文書 →

河口湖ステラシアターと
ステラシアターサポーターズクラブ

地域の温もり

気は抜かない
ボランティアとしての誇り

世界屈指のピアニストが演奏している。
裏方として見守り、目を細めている。
その日も、興奮と喜びと、万雷の拍手が待っていた。

ボランティアといえどタフな仕事である。
けれど、地域を盛り上げる気持ち、また仲間意識の高さ。なにより、楽しくてたまらないのだ。

今日も河口湖ステラシアターとサポーターズクラブは「賑わっていた」。

地元を離れ河口湖町へ
地域の輪に入りたかった

遡ること27年前、仕事の転勤で他県から河口湖町に住むことになったのだ。
その時は、無我夢中で仕事に取り組んだそうだ。

都会に比べれば、いささか寂しい田舎暮らし、仕事以外の交友関係もあまりなかったという。

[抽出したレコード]
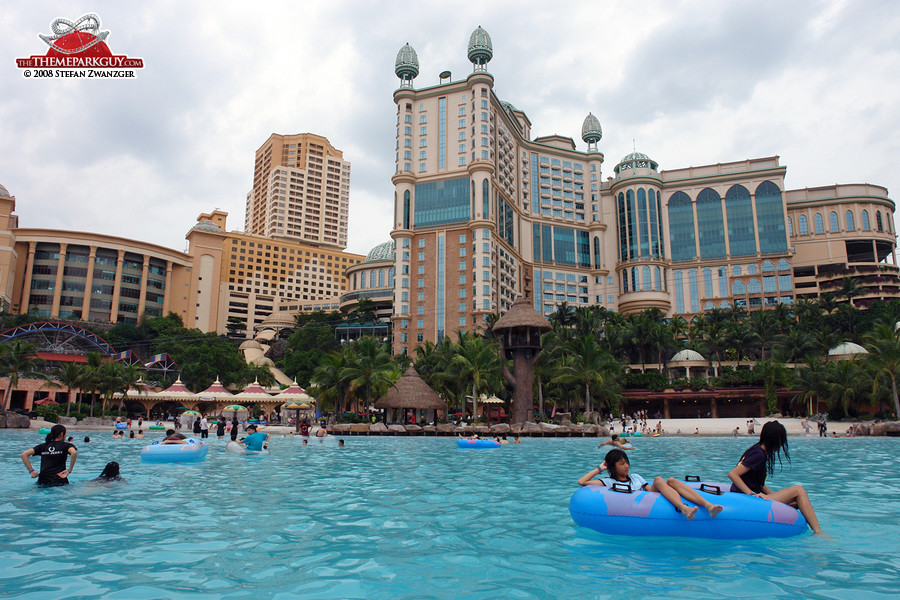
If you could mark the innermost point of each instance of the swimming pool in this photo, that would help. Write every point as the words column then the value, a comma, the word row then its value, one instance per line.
column 401, row 517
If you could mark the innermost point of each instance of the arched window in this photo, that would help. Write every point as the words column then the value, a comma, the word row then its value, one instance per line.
column 654, row 223
column 710, row 227
column 406, row 209
column 681, row 227
column 770, row 218
column 643, row 224
column 741, row 234
column 632, row 230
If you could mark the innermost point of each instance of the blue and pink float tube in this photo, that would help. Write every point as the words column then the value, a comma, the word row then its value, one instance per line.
column 476, row 444
column 650, row 514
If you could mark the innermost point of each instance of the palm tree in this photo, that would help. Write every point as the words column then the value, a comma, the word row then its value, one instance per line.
column 329, row 381
column 71, row 375
column 810, row 383
column 846, row 384
column 368, row 368
column 883, row 344
column 763, row 329
column 18, row 361
column 587, row 365
column 476, row 362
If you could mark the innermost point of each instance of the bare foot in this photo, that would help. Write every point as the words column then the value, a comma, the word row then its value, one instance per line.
column 689, row 511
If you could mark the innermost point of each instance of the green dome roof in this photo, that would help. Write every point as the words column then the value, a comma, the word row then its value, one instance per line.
column 407, row 64
column 590, row 130
column 207, row 225
column 380, row 253
column 636, row 160
column 480, row 48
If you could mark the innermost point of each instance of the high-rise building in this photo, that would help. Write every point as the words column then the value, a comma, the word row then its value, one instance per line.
column 301, row 191
column 484, row 212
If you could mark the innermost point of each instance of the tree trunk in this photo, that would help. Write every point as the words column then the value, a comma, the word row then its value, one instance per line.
column 896, row 401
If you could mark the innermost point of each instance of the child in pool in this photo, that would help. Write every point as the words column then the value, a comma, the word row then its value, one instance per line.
column 749, row 476
column 618, row 466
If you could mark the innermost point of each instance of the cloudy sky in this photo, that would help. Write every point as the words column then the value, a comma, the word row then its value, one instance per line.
column 689, row 83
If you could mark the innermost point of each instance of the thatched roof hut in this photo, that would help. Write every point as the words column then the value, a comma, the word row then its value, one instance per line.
column 411, row 391
column 521, row 314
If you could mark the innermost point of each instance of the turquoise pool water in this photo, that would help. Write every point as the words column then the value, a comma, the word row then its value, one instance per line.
column 418, row 518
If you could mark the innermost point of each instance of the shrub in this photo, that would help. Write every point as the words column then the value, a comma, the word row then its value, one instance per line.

課題の内容 → 河口湖ステラシアターのサポーターズクラブを紹介する文章の続きを、最後の文の後から書きなさい。

結果 →
やがて、定年退職を迎えると職場の交友関係も細くなった。
地元を離れた者の性なのか、気心の知れた仲間がいない。
どちらかといえば控えめな性格、河口湖町の輪に入るきっかけが欲しいと感じていた。

河口湖ステラシアターサポーターズクラブで
地域の温もりに触れた

河口湖町に何かできることはないか。そう思っていた。
15年前、ステラシアターサポーターズクラブの募集に目を止める。
音楽が好きで演奏もする。自分にぴったりだと思った。
「はじめは、何が何だか分からなくて。一人で参加したものですから」
慣れない作業にふと弱気になった。
けれど、周りの仲間は温かく、他県から来た者に寄り添ってくれたという。

友達も沢山できた。音楽のことも教えてもらえる。
イベントがない日でも仲間で集まり楽しんでいるそうだ。

気が付けばステラシアターのことを地元の人に伝え、関心を持ってもらいたいと思うようになっていた。
「今日はステラシアターへボランティアに行くのよ」
「面白そう、私もステラシアターに行ってみようかな」
無論、賑わってるほうが良いのだ。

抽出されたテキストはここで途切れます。